» **Provided text**
Matrix decompositions

Eigendecomposition: $A = U Λ U^{T}$
- Eigenvalues are the elements of the diagonal matrix $Λ$ , satisfying $A u = λ u$
  - Characteristic equation: $det (λ I - A) = 0$
  - Rayleigh quotient: $R (A) = \frac{x^{T} A x}{x^{T} x}$ (used for variational definition)
- Eigenvectors are the columns of $U$ (which is orthonormal, i.e. $U U^{T} = I$ )
- Inverse: $A^{- 1} = U Λ^{- 1} U^{T}$
- Spectral theorem: any symmetric matrix is diagonalizable
Singular value decomposition (SVD): $A = U Σ V^{T}$
- $v_{i}, σ_{i}$ are eigen-vector/values of $A^{T} A$ , $u_{i} = \frac{1}{σ_{i}} A v_{i}$
  - $rank (A) = n \leq m ⟺ A^{T} A$ is invertible
  - $rank (A) = m \leq n ⟺ A A^{T}$ is invertible
- Principal component analysis equivalent formulations:
  - Variance-maximizing directions: ${argmax}_{u} u^{T} C u$
  - Least-squares min directions: $argmin \sum_{i} min_{v_{i}} | | x_{i} - v_{i} u | |_{2}^{2}$
  - Rank-one approximation: ${argmin}_{Y} | | X - Y | |_{F}$
Moore-Penrose pseudoinverse: $A^{†} = V Σ^{- 1} U^{T}$
- $A^{†} = (A^{T} A)^{- 1} A^{T}$ if $A$ full column rank (right inverse)

» **Data block**
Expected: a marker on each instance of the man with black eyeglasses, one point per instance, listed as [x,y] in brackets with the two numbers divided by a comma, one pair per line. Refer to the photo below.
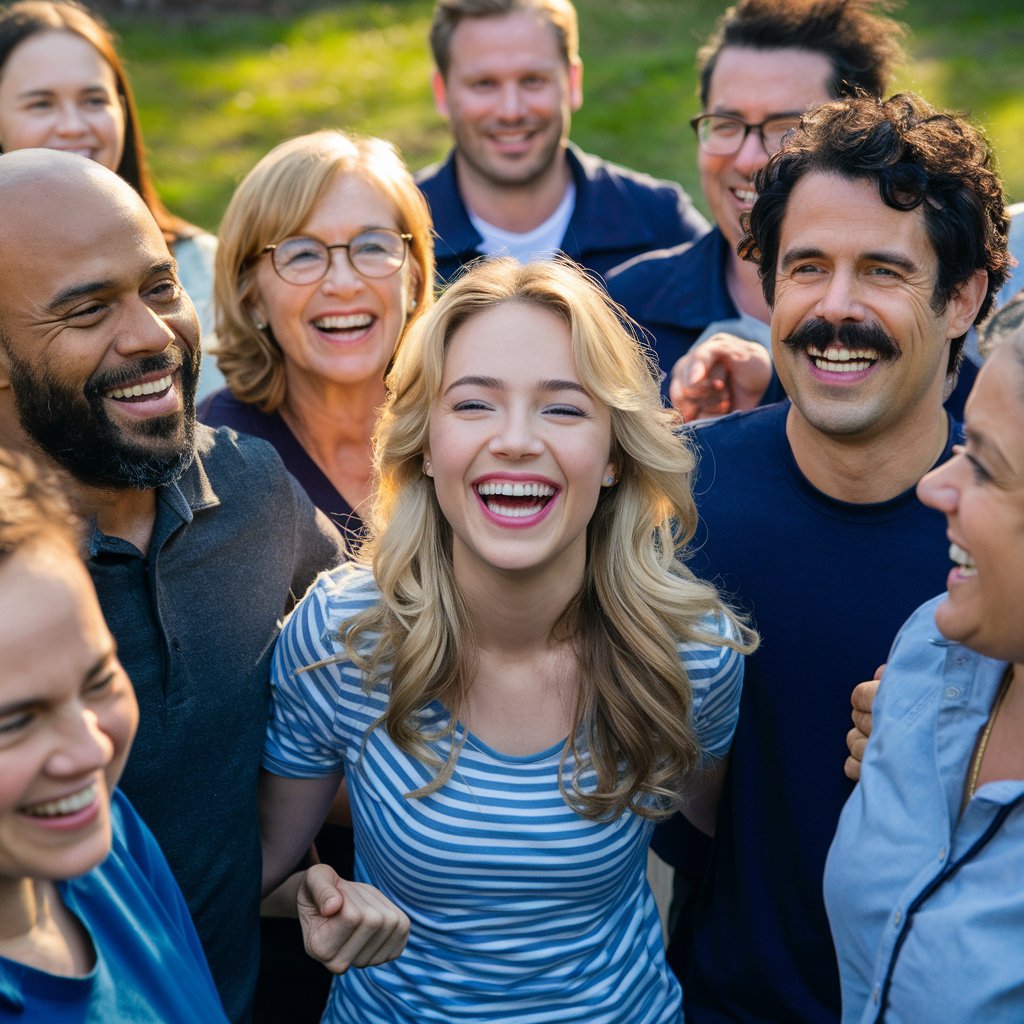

» **Problems to solve**
a – Retype the matrix decompositions notes starting at "- Eigenvectors are" and ending at "rank (right inverse)".
b – Summarize the matrix decompositions notes in three sentences.

» **Responses to the exercise**
a –
- Eigenvectors are the columns of $U$ (which is orthonormal, i.e. $U U^{T} = I$ )
- Inverse: $A^{- 1} = U Λ^{- 1} U^{T}$
- Spectral theorem: any symmetric matrix is diagonalizable
Singular value decomposition (SVD): $A = U Σ V^{T}$
- $v_{i}, σ_{i}$ are eigen-vector/values of $A^{T} A$ , $u_{i} = \frac{1}{σ_{i}} A v_{i}$
  - $rank (A) = n \leq m ⟺ A^{T} A$ is invertible
  - $rank (A) = m \leq n ⟺ A A^{T}$ is invertible
- Principal component analysis equivalent formulations:
  - Variance-maximizing directions: ${argmax}_{u} u^{T} C u$
  - Least-squares min directions: $argmin \sum_{i} min_{v_{i}} | | x_{i} - v_{i} u | |_{2}^{2}$
  - Rank-one approximation: ${argmin}_{Y} | | X - Y | |_{F}$
Moore-Penrose pseudoinverse: $A^{†} = V Σ^{- 1} U^{T}$
- $A^{†} = (A^{T} A)^{- 1} A^{T}$ if $A$ full column rank (right inverse)

b – Eigendecomposition writes A as U Λ U^T. The eigenvalues lie on the diagonal of Λ, the eigenvectors are the columns of the orthonormal matrix U, and the spectral theorem says any symmetric matrix is diagonalizable. Singular value decomposition writes A as U Σ V^T and is listed with three equivalent formulations of principal component analysis, and the Moore-Penrose pseudoinverse is given as V Σ^-1 U^T.